>> begin

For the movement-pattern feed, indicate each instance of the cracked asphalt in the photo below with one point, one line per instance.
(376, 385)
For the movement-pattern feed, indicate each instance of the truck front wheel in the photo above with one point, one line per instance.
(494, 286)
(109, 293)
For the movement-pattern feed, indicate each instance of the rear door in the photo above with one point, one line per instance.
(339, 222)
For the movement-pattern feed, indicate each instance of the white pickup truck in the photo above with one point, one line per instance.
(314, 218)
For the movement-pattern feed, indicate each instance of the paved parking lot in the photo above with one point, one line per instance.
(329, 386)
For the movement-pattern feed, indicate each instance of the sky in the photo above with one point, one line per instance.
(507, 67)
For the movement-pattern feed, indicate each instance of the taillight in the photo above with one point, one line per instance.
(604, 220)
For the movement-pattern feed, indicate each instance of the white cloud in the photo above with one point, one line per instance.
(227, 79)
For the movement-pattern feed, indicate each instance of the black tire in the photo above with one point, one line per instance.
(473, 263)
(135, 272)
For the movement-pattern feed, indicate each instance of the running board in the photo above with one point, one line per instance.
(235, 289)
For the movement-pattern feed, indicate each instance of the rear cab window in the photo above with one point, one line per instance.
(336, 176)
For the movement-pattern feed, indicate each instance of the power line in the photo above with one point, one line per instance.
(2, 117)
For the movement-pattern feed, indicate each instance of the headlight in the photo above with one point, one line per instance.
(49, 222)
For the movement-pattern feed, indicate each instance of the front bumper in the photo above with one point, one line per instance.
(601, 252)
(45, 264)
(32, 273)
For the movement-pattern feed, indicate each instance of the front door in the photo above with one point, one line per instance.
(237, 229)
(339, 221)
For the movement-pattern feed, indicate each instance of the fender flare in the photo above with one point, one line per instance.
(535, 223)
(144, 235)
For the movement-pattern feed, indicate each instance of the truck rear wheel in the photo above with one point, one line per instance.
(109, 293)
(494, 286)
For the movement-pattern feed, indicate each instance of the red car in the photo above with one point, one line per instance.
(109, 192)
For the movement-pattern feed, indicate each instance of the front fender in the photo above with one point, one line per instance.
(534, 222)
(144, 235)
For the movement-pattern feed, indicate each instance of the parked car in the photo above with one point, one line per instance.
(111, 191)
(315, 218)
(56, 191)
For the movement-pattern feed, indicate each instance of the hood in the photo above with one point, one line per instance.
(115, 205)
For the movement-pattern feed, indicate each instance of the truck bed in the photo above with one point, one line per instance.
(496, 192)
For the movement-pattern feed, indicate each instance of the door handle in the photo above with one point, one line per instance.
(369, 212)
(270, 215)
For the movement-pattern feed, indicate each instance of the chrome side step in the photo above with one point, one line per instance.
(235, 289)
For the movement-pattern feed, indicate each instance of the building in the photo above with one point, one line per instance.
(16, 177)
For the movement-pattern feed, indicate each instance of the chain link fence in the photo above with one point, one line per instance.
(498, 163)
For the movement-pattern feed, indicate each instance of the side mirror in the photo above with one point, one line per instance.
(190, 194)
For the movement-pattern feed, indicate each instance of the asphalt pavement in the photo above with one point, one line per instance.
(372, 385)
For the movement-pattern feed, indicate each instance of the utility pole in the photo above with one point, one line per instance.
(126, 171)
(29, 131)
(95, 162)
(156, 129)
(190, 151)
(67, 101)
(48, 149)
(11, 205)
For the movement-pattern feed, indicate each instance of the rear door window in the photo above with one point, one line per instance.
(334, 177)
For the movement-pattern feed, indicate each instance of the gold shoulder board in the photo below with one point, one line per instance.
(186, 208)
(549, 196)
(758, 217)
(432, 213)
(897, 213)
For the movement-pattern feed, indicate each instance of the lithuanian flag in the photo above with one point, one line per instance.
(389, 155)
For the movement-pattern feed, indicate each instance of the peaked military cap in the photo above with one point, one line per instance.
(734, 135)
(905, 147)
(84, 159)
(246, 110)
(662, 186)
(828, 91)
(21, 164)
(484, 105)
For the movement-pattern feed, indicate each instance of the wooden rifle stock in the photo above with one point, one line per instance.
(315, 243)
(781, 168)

>> end

#### WHAT TO DO:
Put the data, from the line containing "rear door window" up to and including the final line, into a numbered list, leaving out any blank lines.

#### WRITTEN SOLUTION:
1. For the movement-pattern feed, indicate each instance of the rear door window in the photo above with one point, one line per instance.
2. (334, 177)
3. For the movement-pattern feed, indicate each instance of the gold shoulder board in the photo below with one point, one line per instance.
4. (186, 208)
5. (549, 196)
6. (758, 217)
7. (432, 213)
8. (897, 213)
9. For the movement-pattern feed, indicate each instance of the lithuanian flag in the photo above with one point, one line per instance.
10. (389, 155)
11. For the movement-pattern feed, indicate each instance of the peaked military cap in the photo above with one point, one line per instance.
12. (734, 135)
13. (905, 147)
14. (84, 159)
15. (246, 110)
16. (662, 186)
17. (828, 91)
18. (21, 164)
19. (484, 105)
20. For the movement-pattern feed, indicate each instance of the wooden rifle stock in the photo above with one point, one line per instance.
21. (315, 243)
22. (781, 168)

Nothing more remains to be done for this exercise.